=== Tâche courte 1 ===
Reprends sous forme de liste numérotée les lignes des enregistrements, de la ligne contenant « Locate the man in black » jusqu'à la fin des enregistrements incluse, en omettant les lignes vides.

====== Extrait du document ======

Gammelkobing et ses petites gens, avec la méchanceté de la vie (incarnée par le douanier), avec la force des légendes locales et de la piété bornée, avec les discours lénifiants du pasteur, les diatribes naïves du professeur et le gâtisme du conseiller... Et tout ce qui fait les réjouissants tableaux de cette fable féroce, nous tend un miroir entre grotesque et réalisme.

Gustav Wied a délibérément choisi le parti de l'humour, et si la gravité n'est jamais absente du propos, il y a toujours l'espoir... L'espoir de transformer le quotidien en farce.

EXTRAIT

C’était samedi, jour de nettoyage et d’encaustique. Les cloches de l’églises sonnaient sept heures, et les rues étaient encore calmes.
Pourtant, de part et d’autre de la ville, on entendait le bruit incessant des bavardages des servantes et leurs rires étouffés. Leurs robes de coton flottaient au vent. Une main se tenait au montant de la fenêtre, et l’autre frottait les vitres avec le chiffon trempé d’eau-de-vie qui les faisait reluire.
– Où est passé le petit Thomsen ? cria la grande Engeline, qui astiquait énergiquement les fenêtres du consul Mørch, avec de petits bruits qui rappelaient le gazouillement d’un oiseau.
– Il doit être en train de se changer ! murmura la bonne du directeur du téléphone, la grosse Rikke, depuis le second étage. Elle avait la voix chuintante de quelqu’un qui parle dans un tuyau de drainage.

======

=== Tâche courte 2 ===
Recopie intégralement l'extrait sur Gammelkobing.

====== Enregistrements fournis ======

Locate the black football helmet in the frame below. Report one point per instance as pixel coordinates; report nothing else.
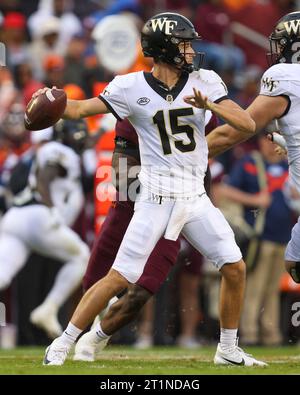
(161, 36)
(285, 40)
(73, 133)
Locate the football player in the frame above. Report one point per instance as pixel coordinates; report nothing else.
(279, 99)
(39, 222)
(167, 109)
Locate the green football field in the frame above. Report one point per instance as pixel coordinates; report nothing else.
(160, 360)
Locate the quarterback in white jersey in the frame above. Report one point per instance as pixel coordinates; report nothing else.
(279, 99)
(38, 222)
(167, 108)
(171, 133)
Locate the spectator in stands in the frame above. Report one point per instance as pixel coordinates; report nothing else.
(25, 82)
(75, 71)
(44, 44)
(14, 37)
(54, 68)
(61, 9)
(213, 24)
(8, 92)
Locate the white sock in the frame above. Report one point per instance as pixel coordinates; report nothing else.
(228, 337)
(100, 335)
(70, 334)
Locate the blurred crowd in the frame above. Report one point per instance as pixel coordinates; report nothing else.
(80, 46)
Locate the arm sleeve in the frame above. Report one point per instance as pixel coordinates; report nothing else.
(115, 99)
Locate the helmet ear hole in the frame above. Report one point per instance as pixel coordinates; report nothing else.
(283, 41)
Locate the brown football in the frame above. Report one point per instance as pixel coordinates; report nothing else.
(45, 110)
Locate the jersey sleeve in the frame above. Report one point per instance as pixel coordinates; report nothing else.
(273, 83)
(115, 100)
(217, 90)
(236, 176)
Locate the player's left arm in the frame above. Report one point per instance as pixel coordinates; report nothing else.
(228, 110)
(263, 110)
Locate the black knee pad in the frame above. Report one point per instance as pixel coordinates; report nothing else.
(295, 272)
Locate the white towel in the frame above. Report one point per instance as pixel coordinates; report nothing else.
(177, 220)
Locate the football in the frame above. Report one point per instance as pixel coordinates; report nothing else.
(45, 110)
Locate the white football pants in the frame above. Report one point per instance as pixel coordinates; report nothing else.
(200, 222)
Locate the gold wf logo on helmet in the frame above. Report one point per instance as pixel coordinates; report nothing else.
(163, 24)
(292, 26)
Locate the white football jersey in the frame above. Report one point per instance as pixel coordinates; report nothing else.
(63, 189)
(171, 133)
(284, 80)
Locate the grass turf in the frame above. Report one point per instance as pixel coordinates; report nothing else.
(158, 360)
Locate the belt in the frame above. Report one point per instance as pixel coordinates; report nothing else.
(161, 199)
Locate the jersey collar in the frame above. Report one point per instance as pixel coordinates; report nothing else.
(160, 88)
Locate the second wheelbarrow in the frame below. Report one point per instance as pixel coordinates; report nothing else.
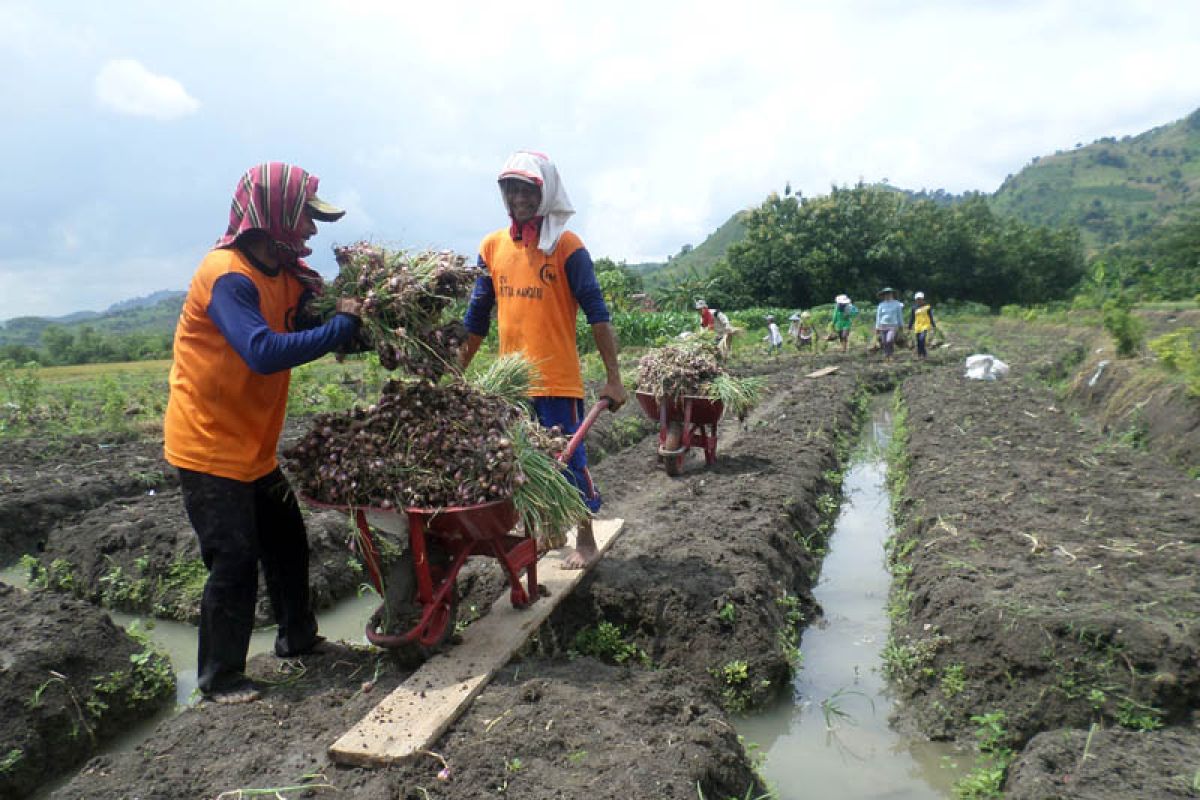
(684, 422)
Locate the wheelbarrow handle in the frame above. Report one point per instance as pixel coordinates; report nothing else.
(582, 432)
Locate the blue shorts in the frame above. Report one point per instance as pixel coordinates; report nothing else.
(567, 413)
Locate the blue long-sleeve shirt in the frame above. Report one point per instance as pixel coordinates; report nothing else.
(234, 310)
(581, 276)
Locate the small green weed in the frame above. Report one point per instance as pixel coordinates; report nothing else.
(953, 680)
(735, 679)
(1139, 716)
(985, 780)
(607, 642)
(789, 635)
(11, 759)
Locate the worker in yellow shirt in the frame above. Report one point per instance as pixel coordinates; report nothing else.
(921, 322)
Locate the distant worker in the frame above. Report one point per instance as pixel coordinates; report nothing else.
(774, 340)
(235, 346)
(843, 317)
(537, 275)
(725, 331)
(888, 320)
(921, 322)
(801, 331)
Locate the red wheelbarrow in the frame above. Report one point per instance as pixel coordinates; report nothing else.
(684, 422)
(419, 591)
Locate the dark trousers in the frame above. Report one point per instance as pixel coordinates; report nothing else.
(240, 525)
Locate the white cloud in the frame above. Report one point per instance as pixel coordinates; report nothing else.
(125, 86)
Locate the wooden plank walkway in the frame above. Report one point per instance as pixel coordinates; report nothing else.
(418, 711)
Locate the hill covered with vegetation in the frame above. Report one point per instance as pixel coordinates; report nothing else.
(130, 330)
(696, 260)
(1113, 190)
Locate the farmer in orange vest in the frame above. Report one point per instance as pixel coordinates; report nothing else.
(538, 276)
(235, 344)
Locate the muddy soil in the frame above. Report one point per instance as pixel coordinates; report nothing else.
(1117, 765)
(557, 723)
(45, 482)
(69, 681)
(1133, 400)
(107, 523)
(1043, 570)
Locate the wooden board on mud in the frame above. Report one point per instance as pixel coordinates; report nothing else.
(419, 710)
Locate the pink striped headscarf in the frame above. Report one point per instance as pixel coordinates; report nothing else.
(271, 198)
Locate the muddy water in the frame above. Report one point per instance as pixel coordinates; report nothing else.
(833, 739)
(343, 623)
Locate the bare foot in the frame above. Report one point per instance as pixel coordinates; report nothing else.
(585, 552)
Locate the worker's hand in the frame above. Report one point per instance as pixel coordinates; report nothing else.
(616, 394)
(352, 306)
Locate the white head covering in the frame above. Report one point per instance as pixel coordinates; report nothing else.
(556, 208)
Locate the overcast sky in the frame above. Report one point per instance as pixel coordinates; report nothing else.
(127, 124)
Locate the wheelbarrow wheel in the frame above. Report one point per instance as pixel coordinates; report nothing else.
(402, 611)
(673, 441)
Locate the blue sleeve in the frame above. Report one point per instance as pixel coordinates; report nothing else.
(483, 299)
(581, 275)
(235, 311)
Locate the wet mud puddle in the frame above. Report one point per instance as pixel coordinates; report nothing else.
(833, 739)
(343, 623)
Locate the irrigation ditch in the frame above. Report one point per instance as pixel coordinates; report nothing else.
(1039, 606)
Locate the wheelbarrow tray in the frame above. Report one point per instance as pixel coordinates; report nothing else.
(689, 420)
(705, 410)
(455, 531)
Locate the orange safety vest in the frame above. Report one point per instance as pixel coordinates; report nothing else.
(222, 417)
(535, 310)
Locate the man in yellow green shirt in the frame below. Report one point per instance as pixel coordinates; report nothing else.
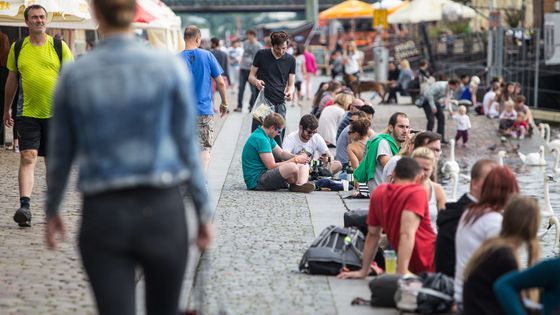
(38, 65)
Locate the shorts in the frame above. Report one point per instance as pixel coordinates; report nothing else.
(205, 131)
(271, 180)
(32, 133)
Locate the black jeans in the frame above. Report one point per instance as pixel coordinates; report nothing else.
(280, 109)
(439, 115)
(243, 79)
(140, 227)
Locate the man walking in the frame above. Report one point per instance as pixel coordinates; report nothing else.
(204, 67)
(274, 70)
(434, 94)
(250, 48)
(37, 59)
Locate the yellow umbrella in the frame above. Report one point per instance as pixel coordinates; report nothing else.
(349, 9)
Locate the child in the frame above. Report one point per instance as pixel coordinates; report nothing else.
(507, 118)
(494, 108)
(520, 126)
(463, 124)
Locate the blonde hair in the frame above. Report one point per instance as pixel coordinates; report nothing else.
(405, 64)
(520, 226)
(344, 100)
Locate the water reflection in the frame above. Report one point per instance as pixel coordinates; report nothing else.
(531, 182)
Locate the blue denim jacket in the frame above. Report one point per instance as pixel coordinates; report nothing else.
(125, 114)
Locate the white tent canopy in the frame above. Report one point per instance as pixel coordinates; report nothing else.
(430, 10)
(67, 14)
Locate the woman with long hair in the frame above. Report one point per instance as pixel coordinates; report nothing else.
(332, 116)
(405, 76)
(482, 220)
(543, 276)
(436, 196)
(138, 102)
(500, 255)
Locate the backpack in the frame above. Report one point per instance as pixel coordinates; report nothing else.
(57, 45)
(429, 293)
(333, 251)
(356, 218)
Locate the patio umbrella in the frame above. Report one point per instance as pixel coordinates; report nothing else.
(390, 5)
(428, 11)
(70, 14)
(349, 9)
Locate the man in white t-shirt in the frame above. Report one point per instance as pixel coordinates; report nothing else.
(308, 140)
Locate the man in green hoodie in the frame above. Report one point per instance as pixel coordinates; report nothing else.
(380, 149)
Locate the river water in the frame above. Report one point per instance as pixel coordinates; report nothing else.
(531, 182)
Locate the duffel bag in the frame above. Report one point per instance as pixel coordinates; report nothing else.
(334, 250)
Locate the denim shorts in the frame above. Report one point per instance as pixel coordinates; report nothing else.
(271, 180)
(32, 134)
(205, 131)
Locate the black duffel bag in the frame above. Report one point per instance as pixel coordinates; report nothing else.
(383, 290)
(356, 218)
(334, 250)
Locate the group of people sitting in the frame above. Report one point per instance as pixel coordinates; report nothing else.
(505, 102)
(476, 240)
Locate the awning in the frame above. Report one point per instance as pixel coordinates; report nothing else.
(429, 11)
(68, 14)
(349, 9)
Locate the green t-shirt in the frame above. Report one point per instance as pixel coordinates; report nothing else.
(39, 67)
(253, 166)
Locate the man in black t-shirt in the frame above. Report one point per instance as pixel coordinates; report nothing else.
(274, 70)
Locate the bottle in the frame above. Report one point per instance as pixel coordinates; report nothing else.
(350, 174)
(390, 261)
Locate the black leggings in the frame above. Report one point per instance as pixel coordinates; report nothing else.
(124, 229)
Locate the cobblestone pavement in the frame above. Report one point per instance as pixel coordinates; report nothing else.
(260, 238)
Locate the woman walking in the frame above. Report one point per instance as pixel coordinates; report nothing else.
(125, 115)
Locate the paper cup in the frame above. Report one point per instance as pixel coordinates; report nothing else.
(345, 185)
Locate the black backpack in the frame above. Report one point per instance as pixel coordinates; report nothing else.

======

=== Résultat de l'exercice 1 ===
1. Locate the man in black t-shirt in the frame above. Report one point per instance as pixel coordinates; report nothing else.
2. (274, 70)
3. Locate the bottle in the frame above. Report one point per instance as pixel coordinates; report nothing else.
4. (350, 174)
5. (390, 261)
6. Locate the black leggings in the frame above. Report one point per instance as pixel coordinates; report nothing else.
7. (124, 229)
8. Locate the cobblestone pavement in the frame above. Report one point per instance as pixel coordinates; report nothing else.
9. (260, 238)
10. Locate the woman walking in the frame above. Report one point per instance as pixel coordinates; report nothing else.
11. (125, 115)
12. Locate the paper cup in the frame above. Report one point per instance as pixel coordinates; report nothing else.
13. (345, 185)
14. Locate the black backpack in the frame above. Report one point per instance as pixel coordinates; report nothing else.

=== Résultat de l'exercice 2 ===
Gammelkobing et ses petites gens, avec la méchanceté de la vie (incarnée par le douanier), avec la force des légendes locales et de la piété bornée, avec les discours lénifiants du pasteur, les diatribes naïves du professeur et le gâtisme du conseiller... Et tout ce qui fait les réjouissants tableaux de cette fable féroce, nous tend un miroir entre grotesque et réalisme.

Gustav Wied a délibérément choisi le parti de l'humour, et si la gravité n'est jamais absente du propos, il y a toujours l'espoir... L'espoir de transformer le quotidien en farce.

EXTRAIT

C’était samedi, jour de nettoyage et d’encaustique. Les cloches de l’églises sonnaient sept heures, et les rues étaient encore calmes.
Pourtant, de part et d’autre de la ville, on entendait le bruit incessant des bavardages des servantes et leurs rires étouffés. Leurs robes de coton flottaient au vent. Une main se tenait au montant de la fenêtre, et l’autre frottait les vitres avec le chiffon trempé d’eau-de-vie qui les faisait reluire.
– Où est passé le petit Thomsen ? cria la grande Engeline, qui astiquait énergiquement les fenêtres du consul Mørch, avec de petits bruits qui rappelaient le gazouillement d’un oiseau.
– Il doit être en train de se changer ! murmura la bonne du directeur du téléphone, la grosse Rikke, depuis le second étage. Elle avait la voix chuintante de quelqu’un qui parle dans un tuyau de drainage.